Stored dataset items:
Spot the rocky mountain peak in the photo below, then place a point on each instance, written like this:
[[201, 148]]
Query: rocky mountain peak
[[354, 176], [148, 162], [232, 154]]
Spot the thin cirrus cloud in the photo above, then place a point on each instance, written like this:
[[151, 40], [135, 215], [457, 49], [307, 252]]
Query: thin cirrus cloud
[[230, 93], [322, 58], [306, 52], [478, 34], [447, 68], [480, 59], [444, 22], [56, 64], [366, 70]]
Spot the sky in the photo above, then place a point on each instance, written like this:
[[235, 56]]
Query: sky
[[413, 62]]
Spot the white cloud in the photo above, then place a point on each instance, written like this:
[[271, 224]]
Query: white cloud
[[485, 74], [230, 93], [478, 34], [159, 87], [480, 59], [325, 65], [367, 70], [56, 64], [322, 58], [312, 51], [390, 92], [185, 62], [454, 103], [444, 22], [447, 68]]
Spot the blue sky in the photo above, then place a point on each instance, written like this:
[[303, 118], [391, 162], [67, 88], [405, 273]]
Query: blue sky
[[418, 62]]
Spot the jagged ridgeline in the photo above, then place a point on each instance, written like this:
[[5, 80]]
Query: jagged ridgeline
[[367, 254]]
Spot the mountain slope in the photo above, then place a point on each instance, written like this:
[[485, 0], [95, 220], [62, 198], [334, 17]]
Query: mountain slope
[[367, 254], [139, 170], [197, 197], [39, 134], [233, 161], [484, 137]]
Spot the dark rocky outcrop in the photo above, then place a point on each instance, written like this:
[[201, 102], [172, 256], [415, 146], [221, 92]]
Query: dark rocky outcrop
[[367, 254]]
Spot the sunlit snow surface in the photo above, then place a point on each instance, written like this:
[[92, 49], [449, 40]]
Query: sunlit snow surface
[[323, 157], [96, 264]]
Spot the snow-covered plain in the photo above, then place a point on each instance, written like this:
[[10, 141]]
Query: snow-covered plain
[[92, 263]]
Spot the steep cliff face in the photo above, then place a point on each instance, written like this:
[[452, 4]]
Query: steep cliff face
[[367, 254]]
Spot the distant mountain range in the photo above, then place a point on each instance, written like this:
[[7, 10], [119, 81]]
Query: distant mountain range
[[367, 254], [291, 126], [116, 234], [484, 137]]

CHALLENGE =
Return every line of the entries above with no changes.

FINISHED ANSWER =
Spot the rocky mountain peak in the photo below, then place a point on each instance, written like this:
[[201, 148]]
Query: rocky mountain peak
[[354, 176], [148, 162], [232, 154]]
Spot the thin cirrus cloud in the photo above, then place a point on each instance, written like this:
[[151, 40], [135, 215], [457, 49], [307, 252]]
Query: thin cirrus cloud
[[230, 93], [322, 58], [306, 52], [478, 34], [447, 68], [480, 59], [444, 22], [56, 64], [366, 70]]
Spot the sky in the photo above, then place a point on each instance, written like this:
[[235, 56]]
Query: sky
[[413, 62]]
Spot the white cloud in the photo above, then place a point on each instance, written like this:
[[271, 224]]
Query: white cloud
[[485, 74], [230, 93], [478, 34], [159, 87], [480, 59], [325, 65], [367, 70], [56, 64], [322, 58], [312, 51], [390, 92], [185, 62], [454, 103], [444, 22], [447, 68]]
Spot the blue sky in the photo above, then place a point on each instance, written like this:
[[303, 118], [391, 162], [67, 88], [405, 273]]
Query: blue sky
[[418, 62]]
Spot the jagged ridgeline in the photo above, then place a point on each instance, written like this:
[[5, 80]]
Query: jagged ridgeline
[[367, 254]]
Spot the mountain slope in the photo above, then place a point on each instance, written like this:
[[485, 0], [95, 220], [62, 198], [334, 17]]
Query: mountain slope
[[367, 254], [139, 170], [197, 197], [39, 134], [233, 161], [484, 137]]
Spot the dark rocky outcrop in the photo above, then place a point on each instance, written like this:
[[201, 102], [172, 256], [415, 146], [221, 92]]
Query: dark rocky outcrop
[[367, 254]]
Spot the sunlit snow surface in the photo above, then place a point on each instance, written like this:
[[92, 49], [449, 40]]
Query: sunlit snow surface
[[323, 157], [96, 264]]
Spot the snow-covered plain in the photo above, then place a point on each instance, written like this:
[[10, 141]]
Query: snow-covered plain
[[92, 263]]
Spot the steep cliff face in the photo above, then place a point on each instance, written like this:
[[452, 4]]
Query: steep cliff face
[[367, 254]]
Spot the distant mountain range in the photo above, then place a point on each instance, written like this:
[[7, 10], [119, 81]]
Query: distant mountain range
[[367, 254], [291, 126], [116, 234], [484, 137]]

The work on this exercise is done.